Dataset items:
Start of Block

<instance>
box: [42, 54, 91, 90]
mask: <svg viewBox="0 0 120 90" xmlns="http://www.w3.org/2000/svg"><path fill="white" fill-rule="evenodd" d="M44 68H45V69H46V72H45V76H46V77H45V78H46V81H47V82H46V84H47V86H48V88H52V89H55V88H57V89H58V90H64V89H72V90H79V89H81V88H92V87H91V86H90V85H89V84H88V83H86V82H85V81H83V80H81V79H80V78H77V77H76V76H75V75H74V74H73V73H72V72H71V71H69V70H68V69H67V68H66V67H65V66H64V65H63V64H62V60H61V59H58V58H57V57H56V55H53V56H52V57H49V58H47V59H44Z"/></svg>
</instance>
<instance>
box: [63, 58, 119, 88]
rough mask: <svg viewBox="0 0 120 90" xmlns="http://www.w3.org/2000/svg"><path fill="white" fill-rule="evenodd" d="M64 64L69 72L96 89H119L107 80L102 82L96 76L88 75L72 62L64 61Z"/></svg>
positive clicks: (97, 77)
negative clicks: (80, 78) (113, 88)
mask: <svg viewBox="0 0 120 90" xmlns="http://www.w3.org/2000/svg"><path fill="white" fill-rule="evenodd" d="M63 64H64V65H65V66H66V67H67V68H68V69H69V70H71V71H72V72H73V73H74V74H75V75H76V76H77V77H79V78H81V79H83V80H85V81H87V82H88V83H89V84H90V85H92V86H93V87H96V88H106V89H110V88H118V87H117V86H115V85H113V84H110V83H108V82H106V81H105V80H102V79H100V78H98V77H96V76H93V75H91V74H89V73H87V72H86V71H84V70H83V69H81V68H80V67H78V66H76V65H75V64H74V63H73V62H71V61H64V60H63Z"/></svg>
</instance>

End of Block

To do:
With every line kept whole, write out the records again exactly.

Answer for this exercise:
<instance>
box: [42, 54, 91, 90]
mask: <svg viewBox="0 0 120 90" xmlns="http://www.w3.org/2000/svg"><path fill="white" fill-rule="evenodd" d="M44 68H45V69H46V72H45V76H46V77H45V78H46V81H47V82H46V84H47V86H48V88H52V89H55V88H57V89H58V90H64V89H72V90H79V89H81V88H92V87H91V86H90V85H89V84H88V83H86V82H85V81H83V80H81V79H80V78H77V77H76V76H75V75H74V74H73V73H72V72H71V71H69V70H68V69H67V68H66V67H65V66H64V65H63V64H62V60H61V59H58V58H57V57H56V55H53V56H52V57H49V58H47V59H44Z"/></svg>
</instance>
<instance>
box: [63, 58, 119, 88]
rough mask: <svg viewBox="0 0 120 90" xmlns="http://www.w3.org/2000/svg"><path fill="white" fill-rule="evenodd" d="M64 64L69 72L96 89H119L107 80L102 82L96 76L88 75L72 62L64 61Z"/></svg>
positive clicks: (97, 77)
negative clicks: (80, 78) (113, 88)
mask: <svg viewBox="0 0 120 90" xmlns="http://www.w3.org/2000/svg"><path fill="white" fill-rule="evenodd" d="M63 64H64V65H65V66H66V67H67V68H68V69H69V70H71V71H72V72H73V73H74V74H75V75H76V76H77V77H79V78H81V79H83V80H85V81H87V82H88V83H89V84H90V85H92V86H93V87H96V88H106V89H110V88H118V87H117V86H115V85H113V84H110V83H108V82H106V81H105V80H102V79H100V78H98V77H96V76H93V75H91V74H89V73H87V72H86V71H84V70H83V69H81V68H80V67H78V66H76V65H75V64H74V63H73V62H71V61H64V60H63Z"/></svg>
</instance>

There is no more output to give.